- **Work required**:
Copy the listing from its first line through the line containing "477 320 490 395", putting "streetlight" in place of "lamp post" and leaving everything else the same.

++++

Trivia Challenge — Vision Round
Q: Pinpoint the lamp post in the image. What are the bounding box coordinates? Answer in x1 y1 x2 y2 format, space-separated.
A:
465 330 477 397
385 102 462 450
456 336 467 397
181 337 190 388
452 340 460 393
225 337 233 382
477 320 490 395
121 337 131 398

++++

- **Response**:
Trivia Challenge — Vision Round
Q: Pinpoint the streetlight in the image. What are the bounding box coordinates? Answer in x1 y1 x2 y2 format, space-separated.
A:
465 330 477 397
385 102 462 450
456 336 467 397
181 337 190 388
452 340 460 393
225 337 233 382
477 320 490 395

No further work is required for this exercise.